PROBLEM DESCRIPTION - Your task is to copy the stretch of lines in the records below that begins with the line containing "Target: bed" and ends with the line containing "Note to the class: find each instance of the blue and", exactly as written, with nothing added.
[[ PROVIDED MATERIAL open ]]
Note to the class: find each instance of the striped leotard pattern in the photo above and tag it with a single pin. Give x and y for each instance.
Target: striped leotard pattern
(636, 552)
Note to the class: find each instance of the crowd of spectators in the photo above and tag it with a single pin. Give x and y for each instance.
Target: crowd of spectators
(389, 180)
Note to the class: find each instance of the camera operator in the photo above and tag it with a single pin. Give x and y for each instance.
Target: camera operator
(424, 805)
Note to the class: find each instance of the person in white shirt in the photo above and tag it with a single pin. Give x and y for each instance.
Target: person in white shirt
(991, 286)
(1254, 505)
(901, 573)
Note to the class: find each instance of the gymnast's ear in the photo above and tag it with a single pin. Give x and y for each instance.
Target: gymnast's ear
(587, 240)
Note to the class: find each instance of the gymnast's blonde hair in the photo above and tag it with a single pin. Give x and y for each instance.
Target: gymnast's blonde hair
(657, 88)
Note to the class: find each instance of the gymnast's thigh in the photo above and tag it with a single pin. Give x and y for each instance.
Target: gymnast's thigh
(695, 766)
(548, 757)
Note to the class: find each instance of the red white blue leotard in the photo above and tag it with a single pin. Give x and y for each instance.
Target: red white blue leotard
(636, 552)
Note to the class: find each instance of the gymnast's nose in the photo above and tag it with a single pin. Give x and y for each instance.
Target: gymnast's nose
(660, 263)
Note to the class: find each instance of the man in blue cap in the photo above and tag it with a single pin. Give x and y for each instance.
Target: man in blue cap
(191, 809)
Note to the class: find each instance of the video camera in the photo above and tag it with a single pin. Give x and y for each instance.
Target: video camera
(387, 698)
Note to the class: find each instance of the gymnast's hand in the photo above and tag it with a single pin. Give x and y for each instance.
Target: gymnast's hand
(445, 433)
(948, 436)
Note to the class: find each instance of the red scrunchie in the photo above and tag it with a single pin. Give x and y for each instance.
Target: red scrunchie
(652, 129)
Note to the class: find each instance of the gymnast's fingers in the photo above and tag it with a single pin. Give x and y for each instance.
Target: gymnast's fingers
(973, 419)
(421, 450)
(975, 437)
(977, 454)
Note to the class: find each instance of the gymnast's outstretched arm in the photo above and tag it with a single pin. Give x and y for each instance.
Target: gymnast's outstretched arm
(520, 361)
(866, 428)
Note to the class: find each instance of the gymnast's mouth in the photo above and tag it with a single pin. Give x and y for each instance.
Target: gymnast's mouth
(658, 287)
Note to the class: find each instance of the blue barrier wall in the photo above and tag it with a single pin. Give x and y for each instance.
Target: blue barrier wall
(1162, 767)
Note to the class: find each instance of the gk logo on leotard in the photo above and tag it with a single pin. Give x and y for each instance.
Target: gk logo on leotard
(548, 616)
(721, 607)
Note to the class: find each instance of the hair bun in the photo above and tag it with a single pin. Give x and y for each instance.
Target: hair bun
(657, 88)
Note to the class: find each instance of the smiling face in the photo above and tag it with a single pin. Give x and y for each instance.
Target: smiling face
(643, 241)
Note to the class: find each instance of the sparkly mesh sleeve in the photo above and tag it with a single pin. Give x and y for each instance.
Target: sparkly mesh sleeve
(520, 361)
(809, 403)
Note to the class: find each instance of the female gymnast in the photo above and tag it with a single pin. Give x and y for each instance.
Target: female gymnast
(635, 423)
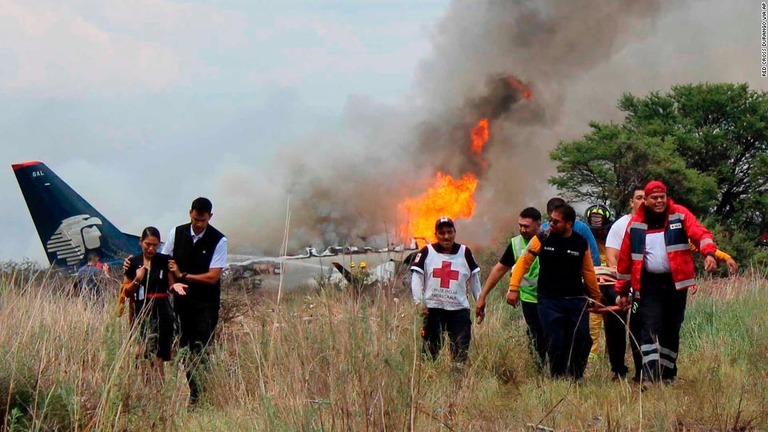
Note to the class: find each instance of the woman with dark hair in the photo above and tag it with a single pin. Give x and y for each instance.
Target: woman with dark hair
(149, 283)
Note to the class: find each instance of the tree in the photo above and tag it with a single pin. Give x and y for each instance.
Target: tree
(707, 142)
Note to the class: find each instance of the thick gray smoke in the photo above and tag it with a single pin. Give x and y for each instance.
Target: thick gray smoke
(344, 188)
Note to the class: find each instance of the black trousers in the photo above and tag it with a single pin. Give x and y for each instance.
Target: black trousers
(535, 332)
(662, 310)
(197, 324)
(566, 326)
(458, 326)
(615, 332)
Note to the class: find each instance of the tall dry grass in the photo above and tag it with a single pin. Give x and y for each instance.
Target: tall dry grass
(329, 360)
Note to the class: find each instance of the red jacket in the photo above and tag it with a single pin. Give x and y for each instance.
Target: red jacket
(680, 227)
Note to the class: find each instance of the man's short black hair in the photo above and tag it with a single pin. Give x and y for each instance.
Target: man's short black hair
(531, 213)
(202, 205)
(554, 202)
(566, 211)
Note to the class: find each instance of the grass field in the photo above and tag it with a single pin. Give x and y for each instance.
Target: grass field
(327, 360)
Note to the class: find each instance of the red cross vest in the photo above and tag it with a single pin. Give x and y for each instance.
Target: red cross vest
(445, 279)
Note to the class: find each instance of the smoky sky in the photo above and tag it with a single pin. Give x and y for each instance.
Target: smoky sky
(342, 175)
(346, 190)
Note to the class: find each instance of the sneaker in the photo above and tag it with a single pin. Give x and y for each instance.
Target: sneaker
(619, 377)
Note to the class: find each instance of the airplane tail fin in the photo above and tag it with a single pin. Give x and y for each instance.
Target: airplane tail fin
(68, 226)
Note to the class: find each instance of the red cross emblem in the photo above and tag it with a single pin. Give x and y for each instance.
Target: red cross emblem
(445, 274)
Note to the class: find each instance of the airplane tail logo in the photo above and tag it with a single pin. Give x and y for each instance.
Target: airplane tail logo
(74, 237)
(68, 226)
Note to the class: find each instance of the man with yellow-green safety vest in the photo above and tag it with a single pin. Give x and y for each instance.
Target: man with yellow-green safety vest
(529, 223)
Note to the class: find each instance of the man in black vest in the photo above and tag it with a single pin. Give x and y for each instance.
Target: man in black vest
(199, 253)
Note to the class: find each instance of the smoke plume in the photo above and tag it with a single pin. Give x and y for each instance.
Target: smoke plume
(344, 188)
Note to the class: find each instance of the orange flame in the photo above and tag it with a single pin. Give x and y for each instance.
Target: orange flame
(479, 136)
(447, 197)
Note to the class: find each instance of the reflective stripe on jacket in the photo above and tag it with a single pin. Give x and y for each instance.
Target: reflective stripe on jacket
(681, 226)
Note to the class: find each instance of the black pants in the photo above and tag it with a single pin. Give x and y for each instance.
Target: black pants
(535, 332)
(197, 324)
(635, 329)
(615, 332)
(566, 326)
(459, 328)
(662, 311)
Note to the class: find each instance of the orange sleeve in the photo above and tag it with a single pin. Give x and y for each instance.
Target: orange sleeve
(524, 263)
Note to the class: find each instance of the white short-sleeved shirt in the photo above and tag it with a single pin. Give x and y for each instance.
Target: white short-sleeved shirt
(616, 234)
(656, 259)
(219, 259)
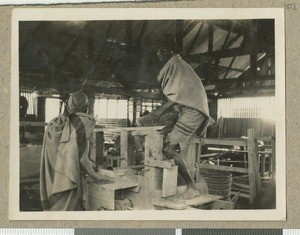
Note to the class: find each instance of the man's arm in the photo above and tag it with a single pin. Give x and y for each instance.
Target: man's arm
(161, 109)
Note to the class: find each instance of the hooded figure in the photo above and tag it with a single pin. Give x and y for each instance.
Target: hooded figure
(65, 153)
(184, 92)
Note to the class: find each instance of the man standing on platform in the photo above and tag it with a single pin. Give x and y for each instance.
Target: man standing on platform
(184, 92)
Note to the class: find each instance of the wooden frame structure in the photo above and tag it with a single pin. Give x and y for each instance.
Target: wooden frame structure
(252, 169)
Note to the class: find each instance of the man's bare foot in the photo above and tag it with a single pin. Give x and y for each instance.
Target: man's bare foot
(190, 194)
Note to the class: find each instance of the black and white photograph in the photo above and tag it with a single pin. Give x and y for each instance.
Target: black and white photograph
(147, 114)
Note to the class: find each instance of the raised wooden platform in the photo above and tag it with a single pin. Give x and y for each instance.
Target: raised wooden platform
(179, 204)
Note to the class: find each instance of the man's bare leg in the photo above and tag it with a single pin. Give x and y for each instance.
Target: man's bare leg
(192, 191)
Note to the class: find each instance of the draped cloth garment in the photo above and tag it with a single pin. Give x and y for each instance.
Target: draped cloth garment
(66, 140)
(181, 84)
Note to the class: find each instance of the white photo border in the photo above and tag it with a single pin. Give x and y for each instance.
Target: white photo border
(86, 14)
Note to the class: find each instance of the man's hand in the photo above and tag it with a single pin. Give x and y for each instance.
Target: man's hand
(155, 114)
(103, 180)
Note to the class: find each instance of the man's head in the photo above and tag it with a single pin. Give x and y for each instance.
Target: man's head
(77, 102)
(167, 48)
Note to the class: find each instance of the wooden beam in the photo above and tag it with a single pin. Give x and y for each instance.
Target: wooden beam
(190, 27)
(249, 78)
(225, 141)
(208, 56)
(223, 168)
(129, 129)
(148, 95)
(159, 164)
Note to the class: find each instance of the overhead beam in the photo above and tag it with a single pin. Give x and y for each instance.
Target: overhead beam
(190, 27)
(249, 78)
(209, 56)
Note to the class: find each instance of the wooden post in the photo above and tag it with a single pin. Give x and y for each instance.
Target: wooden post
(190, 158)
(198, 177)
(254, 177)
(127, 151)
(273, 162)
(153, 146)
(99, 149)
(251, 170)
(153, 175)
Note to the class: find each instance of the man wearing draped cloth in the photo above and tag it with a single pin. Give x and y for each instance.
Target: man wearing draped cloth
(184, 92)
(65, 155)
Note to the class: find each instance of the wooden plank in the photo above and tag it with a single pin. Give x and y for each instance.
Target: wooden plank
(99, 198)
(225, 141)
(200, 200)
(120, 183)
(127, 151)
(153, 146)
(159, 164)
(169, 182)
(119, 129)
(223, 168)
(223, 205)
(171, 205)
(244, 195)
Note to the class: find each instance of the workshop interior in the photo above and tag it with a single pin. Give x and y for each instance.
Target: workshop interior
(115, 64)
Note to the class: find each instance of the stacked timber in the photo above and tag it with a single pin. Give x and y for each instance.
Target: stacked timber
(218, 182)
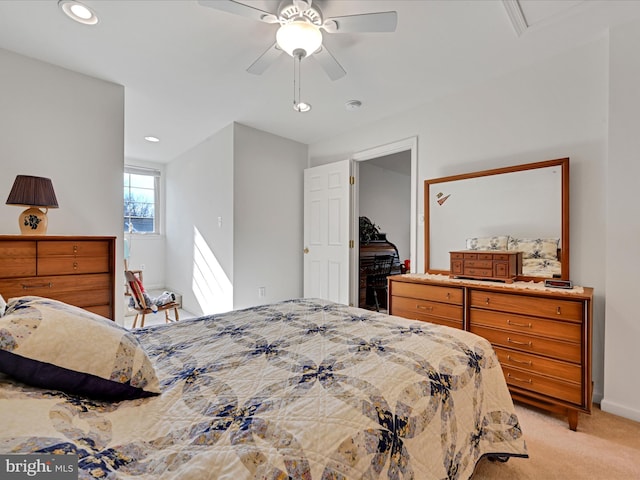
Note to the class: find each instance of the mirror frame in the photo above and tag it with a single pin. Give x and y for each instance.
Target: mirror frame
(564, 240)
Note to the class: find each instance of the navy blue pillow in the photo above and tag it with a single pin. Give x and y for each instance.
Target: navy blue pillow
(53, 345)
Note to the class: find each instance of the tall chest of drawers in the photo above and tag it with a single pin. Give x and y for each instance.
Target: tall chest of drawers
(79, 270)
(541, 337)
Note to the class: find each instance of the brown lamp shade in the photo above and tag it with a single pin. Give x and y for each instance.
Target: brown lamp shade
(32, 192)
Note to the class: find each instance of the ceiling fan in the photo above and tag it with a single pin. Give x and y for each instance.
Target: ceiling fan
(299, 34)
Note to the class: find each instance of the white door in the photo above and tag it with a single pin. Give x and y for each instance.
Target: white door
(326, 231)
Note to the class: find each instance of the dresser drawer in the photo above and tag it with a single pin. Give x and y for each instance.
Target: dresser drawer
(72, 265)
(570, 352)
(479, 264)
(416, 309)
(80, 248)
(559, 389)
(79, 290)
(17, 259)
(539, 365)
(559, 330)
(477, 272)
(528, 305)
(427, 292)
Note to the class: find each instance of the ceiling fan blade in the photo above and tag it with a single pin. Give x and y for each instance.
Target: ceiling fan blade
(363, 23)
(329, 64)
(265, 60)
(241, 9)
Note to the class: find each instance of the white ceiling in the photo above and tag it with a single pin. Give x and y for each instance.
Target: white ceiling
(184, 66)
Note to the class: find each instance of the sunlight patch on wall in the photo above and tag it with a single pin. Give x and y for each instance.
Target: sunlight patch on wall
(210, 285)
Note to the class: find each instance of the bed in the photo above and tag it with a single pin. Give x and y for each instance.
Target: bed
(302, 389)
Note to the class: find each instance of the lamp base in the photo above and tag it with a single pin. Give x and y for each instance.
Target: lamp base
(33, 221)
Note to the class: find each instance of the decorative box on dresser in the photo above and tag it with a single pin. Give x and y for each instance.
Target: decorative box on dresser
(79, 270)
(541, 336)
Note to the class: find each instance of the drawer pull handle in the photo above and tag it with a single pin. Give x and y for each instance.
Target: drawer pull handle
(523, 362)
(515, 324)
(519, 379)
(42, 285)
(515, 342)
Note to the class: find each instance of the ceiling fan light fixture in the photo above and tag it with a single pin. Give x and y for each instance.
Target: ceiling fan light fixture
(299, 35)
(78, 11)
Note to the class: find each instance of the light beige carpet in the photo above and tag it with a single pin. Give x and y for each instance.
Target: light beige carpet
(605, 447)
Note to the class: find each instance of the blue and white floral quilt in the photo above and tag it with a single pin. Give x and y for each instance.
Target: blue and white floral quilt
(303, 389)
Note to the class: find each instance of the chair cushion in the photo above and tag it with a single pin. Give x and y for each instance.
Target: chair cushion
(50, 344)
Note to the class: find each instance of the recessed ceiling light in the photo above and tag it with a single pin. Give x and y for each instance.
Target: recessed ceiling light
(78, 12)
(353, 104)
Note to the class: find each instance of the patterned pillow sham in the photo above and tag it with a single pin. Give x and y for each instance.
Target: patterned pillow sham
(545, 248)
(50, 344)
(488, 243)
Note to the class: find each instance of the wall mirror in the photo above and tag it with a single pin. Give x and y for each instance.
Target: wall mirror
(513, 207)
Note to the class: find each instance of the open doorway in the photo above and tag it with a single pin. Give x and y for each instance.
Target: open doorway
(385, 193)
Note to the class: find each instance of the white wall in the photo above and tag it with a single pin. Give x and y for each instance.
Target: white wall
(199, 189)
(69, 127)
(554, 109)
(268, 216)
(240, 191)
(385, 198)
(622, 355)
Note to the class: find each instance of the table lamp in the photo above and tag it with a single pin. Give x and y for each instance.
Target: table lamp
(35, 193)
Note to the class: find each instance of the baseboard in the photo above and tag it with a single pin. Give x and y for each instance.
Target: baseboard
(620, 410)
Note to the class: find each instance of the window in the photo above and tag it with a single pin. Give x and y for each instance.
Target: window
(141, 199)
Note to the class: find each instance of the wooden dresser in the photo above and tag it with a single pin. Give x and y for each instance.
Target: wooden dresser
(486, 264)
(75, 270)
(541, 337)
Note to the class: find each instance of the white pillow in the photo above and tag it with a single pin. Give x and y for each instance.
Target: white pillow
[[ PROVIDED MATERIAL closed ]]
EXERCISE RESULT -
Target: bed
(302, 389)
Note to the class: find each instance of the lamp base in the photo above and tag it with a single pin. Give x and y for each instance.
Target: lamp base
(33, 221)
Note to the class: find each instance of the decorative box on dresser in the photo above and tag it with a single pin. Give x and y for each instance.
Target: decorative box on dresser
(79, 270)
(541, 336)
Note to the class: find each instance of the drawer pull handle in the photo above and tag it with a single pin. Give x and y for each instance.
Target: drawer pull handle
(523, 362)
(515, 324)
(519, 379)
(42, 285)
(515, 342)
Note to the class: find each instance of the ceiling fan light fixture in the photo above and tag it with a single pin. Give x and y for each instance.
Target: ceiling fan light fixture
(299, 35)
(78, 11)
Note to the class: find each instance of the light beige carpet in the photo above and tag it with a single pin. Give x and y for each instance.
Target: light beige carpet
(605, 447)
Note to the class: find each instance of the blue and white floral quilt in the photo above and tag it with a single pin. Give x and y for each instance.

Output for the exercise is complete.